**INSTRUCTIONS FOR THE TASK:** Retype every record below exactly as it appears.

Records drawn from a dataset

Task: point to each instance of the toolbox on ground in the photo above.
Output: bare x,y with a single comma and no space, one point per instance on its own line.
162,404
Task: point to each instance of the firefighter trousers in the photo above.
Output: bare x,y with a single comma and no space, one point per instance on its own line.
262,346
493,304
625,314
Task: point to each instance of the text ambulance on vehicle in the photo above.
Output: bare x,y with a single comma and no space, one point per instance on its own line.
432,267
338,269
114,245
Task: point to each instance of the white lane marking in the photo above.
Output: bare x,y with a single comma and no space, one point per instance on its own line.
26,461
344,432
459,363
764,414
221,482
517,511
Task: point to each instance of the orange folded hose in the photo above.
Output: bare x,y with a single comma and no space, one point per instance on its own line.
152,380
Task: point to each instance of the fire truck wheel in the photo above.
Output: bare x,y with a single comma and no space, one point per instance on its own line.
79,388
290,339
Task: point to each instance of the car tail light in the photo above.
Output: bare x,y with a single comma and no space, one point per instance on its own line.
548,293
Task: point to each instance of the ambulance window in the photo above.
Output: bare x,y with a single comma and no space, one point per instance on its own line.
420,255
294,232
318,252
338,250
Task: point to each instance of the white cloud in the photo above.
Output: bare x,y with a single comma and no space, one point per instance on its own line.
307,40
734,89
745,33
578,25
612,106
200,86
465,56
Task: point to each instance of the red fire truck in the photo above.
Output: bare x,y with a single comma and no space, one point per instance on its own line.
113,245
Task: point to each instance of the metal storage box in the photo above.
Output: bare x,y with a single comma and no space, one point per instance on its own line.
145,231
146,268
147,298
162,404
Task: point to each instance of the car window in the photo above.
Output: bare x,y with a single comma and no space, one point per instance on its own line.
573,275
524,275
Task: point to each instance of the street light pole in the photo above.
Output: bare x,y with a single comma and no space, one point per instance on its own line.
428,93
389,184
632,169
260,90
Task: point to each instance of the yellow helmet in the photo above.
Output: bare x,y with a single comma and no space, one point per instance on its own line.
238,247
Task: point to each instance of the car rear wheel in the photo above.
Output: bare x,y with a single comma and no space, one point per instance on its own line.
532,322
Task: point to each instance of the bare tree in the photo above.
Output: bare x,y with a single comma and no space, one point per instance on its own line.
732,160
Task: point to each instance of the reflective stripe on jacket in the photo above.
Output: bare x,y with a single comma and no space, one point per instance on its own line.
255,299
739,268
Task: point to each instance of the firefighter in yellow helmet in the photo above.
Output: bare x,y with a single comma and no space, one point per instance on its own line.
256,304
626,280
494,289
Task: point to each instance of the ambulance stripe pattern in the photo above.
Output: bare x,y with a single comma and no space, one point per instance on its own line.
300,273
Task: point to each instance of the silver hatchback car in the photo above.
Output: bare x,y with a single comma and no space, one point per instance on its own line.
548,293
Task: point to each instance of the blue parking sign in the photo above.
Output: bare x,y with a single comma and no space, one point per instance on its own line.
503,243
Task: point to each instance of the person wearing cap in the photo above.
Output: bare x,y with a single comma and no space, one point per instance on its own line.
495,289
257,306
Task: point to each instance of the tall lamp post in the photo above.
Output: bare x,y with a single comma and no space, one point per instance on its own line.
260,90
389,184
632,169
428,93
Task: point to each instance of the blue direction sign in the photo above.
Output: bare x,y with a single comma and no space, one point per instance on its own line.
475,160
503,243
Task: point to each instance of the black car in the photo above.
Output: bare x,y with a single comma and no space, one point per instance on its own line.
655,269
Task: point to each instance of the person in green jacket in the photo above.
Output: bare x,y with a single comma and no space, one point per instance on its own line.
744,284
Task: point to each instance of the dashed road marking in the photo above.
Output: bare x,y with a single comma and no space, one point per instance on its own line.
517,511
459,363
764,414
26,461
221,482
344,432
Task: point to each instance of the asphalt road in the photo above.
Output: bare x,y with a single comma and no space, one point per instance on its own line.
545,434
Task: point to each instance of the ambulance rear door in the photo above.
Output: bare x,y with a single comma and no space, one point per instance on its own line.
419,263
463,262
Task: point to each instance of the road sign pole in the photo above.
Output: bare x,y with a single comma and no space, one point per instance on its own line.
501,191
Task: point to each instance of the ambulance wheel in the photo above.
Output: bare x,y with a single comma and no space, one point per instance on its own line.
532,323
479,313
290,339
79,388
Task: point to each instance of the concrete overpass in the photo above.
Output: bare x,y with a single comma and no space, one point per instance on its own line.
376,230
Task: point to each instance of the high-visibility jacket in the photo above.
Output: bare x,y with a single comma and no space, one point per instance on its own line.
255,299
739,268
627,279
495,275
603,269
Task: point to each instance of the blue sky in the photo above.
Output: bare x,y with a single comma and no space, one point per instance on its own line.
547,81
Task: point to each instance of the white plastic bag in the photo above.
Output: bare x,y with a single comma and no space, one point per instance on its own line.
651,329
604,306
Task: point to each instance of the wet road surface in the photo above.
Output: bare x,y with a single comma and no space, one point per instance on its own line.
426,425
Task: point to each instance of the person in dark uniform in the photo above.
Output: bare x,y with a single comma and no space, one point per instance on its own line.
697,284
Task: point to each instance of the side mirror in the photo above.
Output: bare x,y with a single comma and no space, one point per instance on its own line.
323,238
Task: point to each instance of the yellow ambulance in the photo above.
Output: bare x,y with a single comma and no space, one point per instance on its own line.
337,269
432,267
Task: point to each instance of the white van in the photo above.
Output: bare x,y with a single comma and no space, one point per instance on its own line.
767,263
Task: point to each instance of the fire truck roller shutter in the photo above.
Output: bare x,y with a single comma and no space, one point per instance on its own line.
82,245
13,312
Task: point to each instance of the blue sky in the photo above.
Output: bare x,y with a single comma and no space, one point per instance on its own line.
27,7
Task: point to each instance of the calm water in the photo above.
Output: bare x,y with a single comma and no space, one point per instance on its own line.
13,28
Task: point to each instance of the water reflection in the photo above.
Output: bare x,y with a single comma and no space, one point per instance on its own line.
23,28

**EXERCISE ANSWER:**
Task: point to each instance of the toolbox on ground in the photo above.
Output: bare x,y with a single comma and no space, one point per instance on its own line.
162,404
Task: point to each instance of the firefighter trousers in the photo above.
Output: bare x,y with a single comma and no space, one point per instance on its own line.
262,346
493,304
625,314
Task: point to each instance of the text ambulance on vehicle in the photo above.
Output: bare x,y with a single comma and no space, one point per instance on its own line.
432,267
338,269
114,245
Task: point to each instance of the white lane marking in the photo above.
Output: bare x,y with a single comma and no space, one point per instance on its own line.
26,461
344,432
459,363
764,414
221,482
517,511
Task: point to each instance of the orange folded hose in the photo above.
Output: bare x,y with a single comma and no space, one point per instance on its own line.
152,380
Task: point to each instance of the fire truck wheel in the photo above.
Output: bare x,y with a single comma and no space, one point per instance on its own line.
79,388
290,339
Task: point to each instance of the car tail light in the photo above.
Output: bare x,y with a single comma and no space, one point per instance on its own line.
548,293
Task: point to each instance of the ambulance window in the photo above.
Output: bare x,y with a single comma and no space, one point per instance on its own line.
420,255
294,232
318,252
338,250
Task: point to each instance of the white cloud in the photo above.
Output: bare x,y with a single comma and no space, one point per instance on its own line.
307,40
734,89
745,33
578,25
612,106
200,86
465,56
Task: point to each instance of the red fire truck in the photo above.
Output: bare x,y with a single comma and no space, one point per instance on its own line.
113,245
Task: point to each instance of the metal storage box in the photo above.
Output: bare x,y with a single comma and no space, one point per instance on its own line.
145,231
146,268
147,298
162,404
Task: point to each instance of the car window in the photo above.
Output: bare x,y with a single comma and no space, one point per instance on its own line.
573,275
524,275
Task: point to each instance of the street light pole in the photo above.
Output: bare x,y with a single comma and no space, one point per instance on its own line.
428,93
389,184
632,169
260,90
Task: point to each instance of the yellow helmet in the photo above.
Output: bare x,y with a single comma and no space, one point per instance on its own line.
238,247
Task: point to each instance of the car rear wheel in the photo above.
Output: bare x,y with a single comma and no space, one point per instance on its own line.
532,322
Task: point to each instance of the bare tree in the photo above.
Output: bare x,y with a single comma and no space, one point per instance on its own line.
732,160
Task: point to each instance of the reflective stripe on jacket in the photo above.
Output: bare x,y with a single comma and no space, one point per instance on its own line.
255,299
739,268
Task: point to each instance of the firefighter in yellow helmet in the photo above.
Output: bare x,y with a single comma and no space, one point per instance on its own line.
256,304
626,280
494,289
Task: point to each instance of the ambulance stripe pattern in the photo above.
Output: bare x,y with a single comma and no space, one point per instance on its own line.
300,273
Task: point to each instance of the silver hatchback car in the photo above.
Output: bare x,y with a single comma and no space, one point per instance on its own line.
548,293
Task: point to each instance of the blue parking sign in the photo above.
Output: bare x,y with a single comma and no space, one point per instance on its own line.
503,243
Task: point to each instance of the person wearing cap in the photo above.
Output: bare x,y with a single comma and no space, one point per instance on its own line.
495,289
257,306
Task: point to each instance of the tall lamp post in the photo above.
Output: bare x,y with a single comma and no space, one point per instance on its own line.
260,90
389,184
632,169
428,93
Task: point to each instance of the blue direction sign in the photo above.
Output: bare x,y with a single comma and no space, one point per instance on its own line.
475,160
503,243
Task: point to each instance of the black car in the photo above.
Output: bare x,y with a single comma and no space, one point per instance on its own line.
655,269
Task: point to each instance of the person in green jacket in the photo above.
Output: bare x,y with a single comma and no space, one point per instance on its own line.
744,284
Task: point to each instance of the dashed road marking in the photo above.
Output: bare x,y with a single comma and no space, one point per instance on its own line.
517,511
459,363
764,414
26,461
221,482
344,432
Task: point to each instance of the asphalt road in the photo above.
Output: bare x,y with a single comma and no space, one point per instance on its own line.
545,434
Task: point to each instance of the ambulance rear door in the photo above.
Output: bare x,y with a single comma and no space, one point per instance on its own line.
419,263
463,262
Task: point to each instance of the road sign pole in the photo above.
Output: bare x,y with a single comma and no space, one point per instance on its own line.
501,191
Task: point to each instance of the ambulance wheel in the photo above.
Output: bare x,y with a single comma and no space, one point per instance on its own line.
532,323
479,313
290,339
79,388
Task: point to each instance of the concrete overpass in the photo above.
Output: bare x,y with a single comma and no space, one point per instance on its own line.
376,230
Task: point to each instance of the high-visibility jacket in the photo above.
Output: bare x,y with a single comma and no space, one point per instance on its own line.
255,299
739,268
627,279
495,275
603,269
Task: point to each instance of the blue sky in the photo above.
Output: bare x,y with a single comma and no space, one point per instance on its own line.
547,81
Task: point to each instance of the white plastic bag in the photo above.
Output: bare x,y with a single comma and no space, one point per instance on its own line.
651,329
604,306
Task: point to each instance of the wet road surface in the photo above.
Output: bare x,y with a single comma and no space, one point per instance on its own line.
426,425
Task: point to each instance of the person in dark uniform in the photo above.
Output: bare x,y with a single comma and no space, one point per instance on its own line.
697,284
Task: point to each instance of the side mirror in the photo above.
Output: bare x,y with a single comma and no space, one point per instance on its own line.
323,238
Task: point to each instance of the yellow ambulance in the photo above.
Output: bare x,y with a single comma and no space, one point per instance on its own line.
337,269
432,267
Task: point to each instance of the white van in the photo above.
Output: bare x,y with a single comma and no space, one point per instance on its own line.
767,263
Task: point to each instance of the fire truck roller shutter in the photo above.
Output: bare x,y with a single comma and no space, one point per instance on its own line.
82,245
13,312
Task: point to each instance of the blue sky in the photo above.
Output: bare x,y with a single comma and no space, one point per instance on its own line.
27,7
Task: point to each instance of the calm water in the photo above.
Output: bare x,y with a single comma and no space, one point per instance on its own line.
13,28
Task: point to each instance of the water reflection in the photo above.
Output: bare x,y with a single comma and no space, one point per instance on its own line.
23,28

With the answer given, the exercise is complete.